Exercise goal: Every line of the data below should be written out word for word.

:: Input data

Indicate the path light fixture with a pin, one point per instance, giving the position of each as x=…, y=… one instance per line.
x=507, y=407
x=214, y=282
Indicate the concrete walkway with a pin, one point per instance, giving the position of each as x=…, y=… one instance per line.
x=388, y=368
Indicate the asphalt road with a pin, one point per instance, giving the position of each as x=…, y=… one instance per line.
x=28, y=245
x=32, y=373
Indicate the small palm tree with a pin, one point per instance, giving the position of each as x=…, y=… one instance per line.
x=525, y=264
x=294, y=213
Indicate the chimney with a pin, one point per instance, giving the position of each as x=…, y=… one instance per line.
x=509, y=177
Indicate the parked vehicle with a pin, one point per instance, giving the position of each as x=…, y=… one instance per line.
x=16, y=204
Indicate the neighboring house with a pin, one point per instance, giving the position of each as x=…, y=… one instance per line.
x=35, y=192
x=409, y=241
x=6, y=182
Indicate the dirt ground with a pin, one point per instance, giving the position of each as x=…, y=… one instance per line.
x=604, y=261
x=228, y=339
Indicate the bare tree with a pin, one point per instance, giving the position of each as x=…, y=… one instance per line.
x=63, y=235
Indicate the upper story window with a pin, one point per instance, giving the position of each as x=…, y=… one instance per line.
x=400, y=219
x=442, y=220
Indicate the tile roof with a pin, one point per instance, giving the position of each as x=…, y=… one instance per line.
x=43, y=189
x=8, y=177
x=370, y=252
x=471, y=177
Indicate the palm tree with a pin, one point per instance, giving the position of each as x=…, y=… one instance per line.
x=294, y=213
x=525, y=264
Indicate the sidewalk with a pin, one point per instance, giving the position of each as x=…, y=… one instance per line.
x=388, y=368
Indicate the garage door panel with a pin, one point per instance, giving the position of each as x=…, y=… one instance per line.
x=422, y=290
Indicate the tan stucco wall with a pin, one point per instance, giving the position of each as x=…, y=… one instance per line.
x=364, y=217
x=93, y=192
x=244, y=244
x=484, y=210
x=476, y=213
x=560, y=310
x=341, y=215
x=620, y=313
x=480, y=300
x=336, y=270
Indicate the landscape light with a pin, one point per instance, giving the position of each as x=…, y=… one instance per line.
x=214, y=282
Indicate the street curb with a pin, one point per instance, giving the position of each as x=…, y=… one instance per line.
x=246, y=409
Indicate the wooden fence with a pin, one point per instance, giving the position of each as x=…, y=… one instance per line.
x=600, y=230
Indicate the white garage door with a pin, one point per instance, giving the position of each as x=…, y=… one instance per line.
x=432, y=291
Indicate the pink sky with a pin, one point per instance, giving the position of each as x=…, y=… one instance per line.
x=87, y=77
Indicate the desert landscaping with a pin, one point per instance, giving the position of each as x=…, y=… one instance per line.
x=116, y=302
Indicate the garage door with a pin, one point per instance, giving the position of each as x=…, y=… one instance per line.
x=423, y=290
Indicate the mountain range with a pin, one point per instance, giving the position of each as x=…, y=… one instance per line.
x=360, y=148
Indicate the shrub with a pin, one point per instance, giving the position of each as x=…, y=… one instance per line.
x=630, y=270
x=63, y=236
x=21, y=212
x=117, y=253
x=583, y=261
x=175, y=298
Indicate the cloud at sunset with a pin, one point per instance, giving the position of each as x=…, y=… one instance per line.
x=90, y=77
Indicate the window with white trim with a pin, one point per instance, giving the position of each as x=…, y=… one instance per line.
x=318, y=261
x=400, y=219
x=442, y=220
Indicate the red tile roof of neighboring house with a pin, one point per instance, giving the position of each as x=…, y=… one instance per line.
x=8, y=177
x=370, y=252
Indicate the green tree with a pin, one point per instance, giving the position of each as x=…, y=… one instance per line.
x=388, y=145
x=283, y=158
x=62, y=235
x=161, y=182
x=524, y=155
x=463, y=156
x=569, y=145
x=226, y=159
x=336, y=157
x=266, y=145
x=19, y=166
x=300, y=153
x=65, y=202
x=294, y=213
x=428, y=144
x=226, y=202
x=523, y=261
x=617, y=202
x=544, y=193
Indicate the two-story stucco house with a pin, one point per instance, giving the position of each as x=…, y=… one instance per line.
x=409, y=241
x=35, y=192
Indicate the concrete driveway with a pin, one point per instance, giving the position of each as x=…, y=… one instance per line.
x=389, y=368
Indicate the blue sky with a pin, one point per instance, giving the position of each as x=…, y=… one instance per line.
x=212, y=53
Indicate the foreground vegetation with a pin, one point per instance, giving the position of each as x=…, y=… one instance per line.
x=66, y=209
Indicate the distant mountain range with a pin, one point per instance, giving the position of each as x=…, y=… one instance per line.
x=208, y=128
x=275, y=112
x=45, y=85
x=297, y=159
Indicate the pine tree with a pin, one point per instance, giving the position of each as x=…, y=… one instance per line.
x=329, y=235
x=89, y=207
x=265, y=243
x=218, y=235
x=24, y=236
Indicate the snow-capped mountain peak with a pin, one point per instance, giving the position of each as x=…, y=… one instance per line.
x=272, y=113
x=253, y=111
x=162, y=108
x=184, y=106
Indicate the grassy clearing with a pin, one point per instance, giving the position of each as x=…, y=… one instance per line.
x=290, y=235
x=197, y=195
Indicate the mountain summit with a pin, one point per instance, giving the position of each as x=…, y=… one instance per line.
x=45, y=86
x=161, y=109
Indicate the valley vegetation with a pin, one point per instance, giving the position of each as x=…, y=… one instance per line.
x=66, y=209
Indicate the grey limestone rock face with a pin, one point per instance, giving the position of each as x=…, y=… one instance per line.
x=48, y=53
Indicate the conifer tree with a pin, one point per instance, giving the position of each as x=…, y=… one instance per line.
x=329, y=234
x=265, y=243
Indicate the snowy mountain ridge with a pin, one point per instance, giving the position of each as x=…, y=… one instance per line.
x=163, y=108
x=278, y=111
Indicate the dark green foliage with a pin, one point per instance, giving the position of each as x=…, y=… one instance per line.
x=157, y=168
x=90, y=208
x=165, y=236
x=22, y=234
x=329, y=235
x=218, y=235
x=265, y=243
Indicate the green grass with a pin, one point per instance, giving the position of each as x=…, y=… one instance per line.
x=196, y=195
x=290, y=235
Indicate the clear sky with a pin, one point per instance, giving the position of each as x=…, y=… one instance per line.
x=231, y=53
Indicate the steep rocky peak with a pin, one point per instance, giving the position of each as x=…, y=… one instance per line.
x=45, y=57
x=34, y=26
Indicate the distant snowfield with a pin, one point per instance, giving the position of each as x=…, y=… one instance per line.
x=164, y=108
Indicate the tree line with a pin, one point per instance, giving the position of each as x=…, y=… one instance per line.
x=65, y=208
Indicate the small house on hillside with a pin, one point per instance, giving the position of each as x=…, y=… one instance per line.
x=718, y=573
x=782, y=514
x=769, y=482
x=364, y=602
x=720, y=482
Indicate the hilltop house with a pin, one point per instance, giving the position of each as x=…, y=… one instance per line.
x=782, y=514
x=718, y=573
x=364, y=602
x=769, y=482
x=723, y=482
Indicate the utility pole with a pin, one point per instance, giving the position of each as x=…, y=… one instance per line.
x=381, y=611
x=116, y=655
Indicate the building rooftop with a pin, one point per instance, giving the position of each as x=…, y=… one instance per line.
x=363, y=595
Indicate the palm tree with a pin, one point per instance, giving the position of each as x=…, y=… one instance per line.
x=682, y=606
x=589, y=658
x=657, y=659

::::

Exercise answer:
Indicate the path light fixture with a pin, one point per instance, giving the position of each as x=…, y=… one instance per line.
x=507, y=407
x=214, y=282
Indicate the concrete walkway with a pin, one point per instance, giving the position of each as x=…, y=… one instance per line.
x=388, y=368
Indicate the asphalt road with a pin, one point per instance, giving the position of each as x=…, y=… one instance per line.
x=28, y=245
x=32, y=373
Indicate the small palm tree with a pin, one point per instance, giving the position of each as x=…, y=… one instance per line.
x=525, y=264
x=294, y=213
Indicate the chimney with a pin, one point per instance, giving the position of each as x=…, y=… one instance per line.
x=509, y=177
Indicate the parked vehicle with a pin, one point per instance, giving the position of each as x=…, y=… one instance per line.
x=16, y=204
Indicate the neighboring house with a pin, one point per instance, giving the position of each as x=…, y=… one instance per line.
x=35, y=192
x=409, y=241
x=6, y=182
Indicate the dirt ground with a pin, one point per instance, giving the position of each as x=…, y=… one instance per line.
x=604, y=261
x=228, y=339
Indicate the bare tree with a pin, one point per instance, giving the position of each as x=…, y=… one instance per line.
x=63, y=235
Indicate the upper story window with a pin, one point per instance, giving the position of each as x=…, y=… one instance per line.
x=400, y=219
x=442, y=220
Indicate the tile roof with a pin, one point per instance, giving the position of each as x=…, y=… one instance per line.
x=43, y=189
x=8, y=177
x=370, y=252
x=471, y=177
Indicate the palm tree with a pin, one point per instance, giving the position of each as x=…, y=… one instance per line.
x=294, y=213
x=525, y=264
Indicate the sidewalk with a pin, one point per instance, giving the position of each as x=…, y=… one instance per line.
x=388, y=368
Indicate the garage door panel with a pin, one point per instance, giving the position of each as x=…, y=… one instance per line.
x=422, y=290
Indicate the tan stucco wall with a pin, one point per instance, giving the position of each as x=…, y=… one instance per line.
x=364, y=217
x=93, y=192
x=244, y=244
x=484, y=210
x=476, y=213
x=560, y=310
x=341, y=215
x=620, y=313
x=480, y=300
x=336, y=270
Indicate the landscape light with a pin, one point per instance, giving the position of each as x=…, y=… one instance per line.
x=214, y=282
Indicate the street curb with a pin, one point per instance, giving the position of each as x=…, y=… one instance per line.
x=246, y=409
Indicate the wooden fence with a pin, one point per instance, giving the position of each as x=…, y=… one instance per line.
x=600, y=230
Indicate the white garage door with a pin, one point per instance, giving the position of each as x=…, y=… one instance per line.
x=432, y=291
Indicate the pink sky with a pin, one point per instance, giving the position of each as x=…, y=… one instance per line.
x=87, y=77
Indicate the desert landscaping with a pin, one point per instance, giving the position of each as x=…, y=… one instance per line.
x=116, y=302
Indicate the garage door with a pin, one point per instance, giving the position of each as x=…, y=… one instance per line.
x=423, y=290
Indicate the mountain range with a pin, one point per instance, giving the position of each as x=…, y=… one instance per line.
x=360, y=148
Indicate the shrub with a pin, one point per instance, giving the position of each as x=…, y=… one instance per line.
x=630, y=270
x=63, y=236
x=21, y=212
x=117, y=253
x=583, y=261
x=175, y=298
Indicate the cloud at sunset with a pin, one point per instance, giving the position of each as x=…, y=… one instance per line.
x=90, y=77
Indicate the window with white trim with a pin, one point per instance, giving the position of each as x=…, y=… one instance per line.
x=318, y=261
x=400, y=219
x=442, y=220
Indicate the red tile roof of neighboring house with a pin, one point per instance, giving the position of each as x=…, y=… one instance per line.
x=8, y=177
x=370, y=252
Indicate the green tree with a pin, one point per instance, giving the position of each as x=…, y=… one instance per line.
x=388, y=145
x=283, y=158
x=62, y=235
x=161, y=182
x=524, y=155
x=463, y=156
x=569, y=145
x=226, y=159
x=336, y=157
x=266, y=145
x=19, y=166
x=300, y=153
x=65, y=202
x=294, y=213
x=428, y=144
x=226, y=202
x=523, y=261
x=617, y=202
x=544, y=193
Indicate the two-story stucco house with a pin, one point per instance, giving the position of each as x=…, y=… one instance per line.
x=409, y=241
x=35, y=192
Indicate the concrete driveway with a pin, one point per instance, giving the position of each as x=…, y=… one instance per line.
x=389, y=368
Indicate the blue sky with a pin, one point per instance, giving the position of each as x=…, y=… one instance per line.
x=212, y=53
Indicate the foreground vegetation with a pin, one point per instance, giving the position of each as x=…, y=… one instance per line.
x=66, y=209
Indicate the distant mountain range with a pin, one point per instance, giving the position of each as x=…, y=… one instance per line.
x=208, y=128
x=275, y=112
x=45, y=85
x=297, y=159
Indicate the pine tree with a pin, one point per instance, giving the position of each as x=…, y=… one instance per line.
x=329, y=235
x=89, y=207
x=265, y=243
x=218, y=235
x=24, y=236
Indicate the snow-capped mountain peak with a pin, one point per instance, giving the position of each as x=…, y=… one instance per line.
x=272, y=113
x=253, y=111
x=162, y=108
x=184, y=106
Indicate the grassy clearing with a pin, one point per instance, giving the position of each as x=…, y=… one instance per line.
x=290, y=235
x=197, y=195
Indicate the mountain summit with a pin, one point per instance, giving the position of each as x=…, y=… one instance per line.
x=45, y=86
x=161, y=109
Indicate the valley vegetation with a pin, one point per instance, giving the position of each as x=…, y=… one instance per line.
x=66, y=209
Indicate the grey limestone rock face with a pin, one point per instance, giving the position of each as x=…, y=… one instance per line.
x=48, y=53
Indicate the conifer tree with a pin, one point per instance, giving the position of each as x=…, y=… one instance per line.
x=329, y=234
x=265, y=243
Indicate the snowy mountain ridge with a pin, one point per instance, giving the position of each as x=…, y=… one instance per line.
x=163, y=108
x=278, y=111
Indicate the dark green foliage with a pin, one point per instance, giving the position of each as x=…, y=… one instance per line.
x=157, y=168
x=90, y=208
x=165, y=236
x=22, y=234
x=329, y=235
x=218, y=235
x=265, y=243
Indicate the green grass with a pin, one point per instance, giving the position of each as x=…, y=… one instance per line.
x=196, y=195
x=290, y=235
Indicate the clear sky with a pin, one point per instance, giving the position of each as x=…, y=… one instance per line.
x=231, y=53
Indicate the steep rocky peak with a pin, one point per instance, giving the position of each as x=…, y=… one instance per line.
x=45, y=57
x=34, y=26
Indicate the distant snowfield with a pin, one point per instance, giving the position of each as x=…, y=… one instance per line.
x=164, y=108
Indicate the tree line with a pin, one point per instance, giving the position of each as x=…, y=… one instance per line.
x=65, y=208
Indicate the small house on hillside with a pin, one point per instance, giving the position of each as x=…, y=… one instance per line.
x=718, y=573
x=782, y=514
x=769, y=482
x=364, y=602
x=720, y=482
Indicate the hilltop house with a pin, one point per instance, giving the position of each as x=…, y=… one instance per line.
x=782, y=514
x=718, y=573
x=364, y=602
x=769, y=482
x=723, y=482
Indicate the utility pole with a pin, one point per instance, giving the position of each as x=…, y=… one instance per line.
x=381, y=611
x=116, y=655
Indicate the building rooftop with a pin, one point per instance, giving the position of each as x=…, y=… one instance per line.
x=363, y=595
Indicate the palm tree with a pin, one point per instance, giving the position of each as x=…, y=… one instance per line.
x=682, y=606
x=589, y=658
x=657, y=659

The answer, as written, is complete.